It can be difficult to process situations when you feel like the world is against you. Ever heard the phrase, “when it rains, it pours”? Getting repeatedly knocked on your ass sucks. And life seems to be a series of good v. bad waves. When the good waves are rolling we’re happy and life is good, but when those rough bad waves come in…we have to hold on tight. Learning how to deal when things don’t go your way isn’t something they teach you in school. It’s something we develop throughout our lives. I believe in the power of positive thought and if you put good out into the world it will come back to you, but of course there is the unexpected; things that are completely out of your control. All we can do is learn how to react to them in a positive way. While I’m far from perfect, I’m learning many valuable techniques for dealing with the stress and anxiety associated with negative situations:
1. Remove Yourself – Take a step back, leave and distance yourself from whatever the problem may be. Go for a walk, head to the movies or stop by a friend’s house to give yourself a break. A little distance will help you gain perspective into the situation and help you evaluate the real problem.
2. Evaluate The Problem- In the moment it might seem like the end of the world. But taking the time to evaluate the problem and putting it into perspective on a larger scale might help alleviate the stress. It can also help to think:
are others going through this same problem?
is this truly going to effect the rest of my life or am I blowing it out of proportion?
what is the real reason this is happening? (not the one you make up in the moment)

### DATA TO EXAMINE

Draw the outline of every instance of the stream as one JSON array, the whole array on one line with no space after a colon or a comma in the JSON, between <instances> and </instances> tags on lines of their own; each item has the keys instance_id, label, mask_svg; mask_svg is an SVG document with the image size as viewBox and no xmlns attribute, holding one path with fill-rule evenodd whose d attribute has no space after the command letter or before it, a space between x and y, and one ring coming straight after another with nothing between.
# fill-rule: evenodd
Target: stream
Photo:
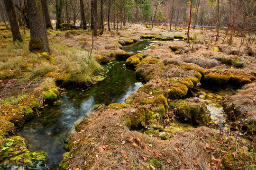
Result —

### TASKS TO CARRY OUT
1. List the activities the coping article suggests for giving yourself a break from a problem.
2. Please set down, word for word, the passage of the coping article that begins at the words "2. Evaluate The" and stops after "in the moment)".

### TASK RESULTS
1.
Go for a walk
Head to the movies
Stop by a friend's house

2.
2. Evaluate The Problem- In the moment it might seem like the end of the world. But taking the time to evaluate the problem and putting it into perspective on a larger scale might help alleviate the stress. It can also help to think:
are others going through this same problem?
is this truly going to effect the rest of my life or am I blowing it out of proportion?
what is the real reason this is happening? (not the one you make up in the moment)